- [INSTRUCTIONS FOR THE TASK] Arrange every line of the entries below as a numbered list, omitting blank lines.

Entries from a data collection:
+-------+
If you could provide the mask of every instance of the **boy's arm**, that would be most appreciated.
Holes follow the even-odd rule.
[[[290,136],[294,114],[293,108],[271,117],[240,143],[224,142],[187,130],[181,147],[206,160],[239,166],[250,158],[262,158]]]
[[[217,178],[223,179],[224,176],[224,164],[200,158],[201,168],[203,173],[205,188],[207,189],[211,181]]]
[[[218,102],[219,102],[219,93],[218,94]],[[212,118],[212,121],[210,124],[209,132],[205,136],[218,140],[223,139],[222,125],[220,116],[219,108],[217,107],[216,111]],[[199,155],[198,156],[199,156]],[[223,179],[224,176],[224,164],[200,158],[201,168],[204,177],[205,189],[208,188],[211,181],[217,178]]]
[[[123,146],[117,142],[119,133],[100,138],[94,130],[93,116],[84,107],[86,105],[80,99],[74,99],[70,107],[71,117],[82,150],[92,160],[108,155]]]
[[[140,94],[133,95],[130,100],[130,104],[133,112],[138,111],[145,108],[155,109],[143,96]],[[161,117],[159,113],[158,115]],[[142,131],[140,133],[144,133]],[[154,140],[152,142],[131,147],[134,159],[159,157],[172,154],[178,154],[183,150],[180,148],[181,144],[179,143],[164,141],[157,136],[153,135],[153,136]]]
+-------+
- [OUTPUT FOR THIS TASK]
1. If you could provide the mask of every instance of the **boy's arm**, that would be most appreciated.
2. Holes follow the even-odd rule.
3. [[[290,136],[294,114],[293,108],[271,117],[240,143],[224,142],[187,130],[181,147],[206,160],[239,166],[250,158],[262,158]]]
4. [[[217,178],[223,179],[224,176],[224,164],[200,158],[201,168],[203,173],[205,188],[207,189],[211,181]]]
5. [[[218,102],[219,102],[219,93],[218,94]],[[212,118],[212,121],[210,124],[209,132],[205,136],[218,140],[223,139],[222,125],[220,116],[219,108],[217,107],[216,111]],[[199,155],[198,156],[199,156]],[[223,179],[224,176],[224,164],[200,158],[201,168],[204,177],[205,189],[208,188],[211,181],[217,178]]]
6. [[[123,146],[117,142],[119,133],[100,138],[94,130],[93,116],[84,107],[86,105],[80,99],[74,99],[70,107],[71,117],[82,150],[92,160],[108,155]]]
7. [[[140,94],[133,95],[130,100],[130,104],[133,112],[138,111],[145,108],[155,109],[143,96]],[[161,117],[159,113],[158,115]],[[142,131],[140,133],[144,133]],[[154,140],[152,142],[131,147],[134,159],[159,157],[172,154],[178,154],[183,150],[180,148],[181,144],[179,143],[164,141],[157,136],[153,135],[153,136]]]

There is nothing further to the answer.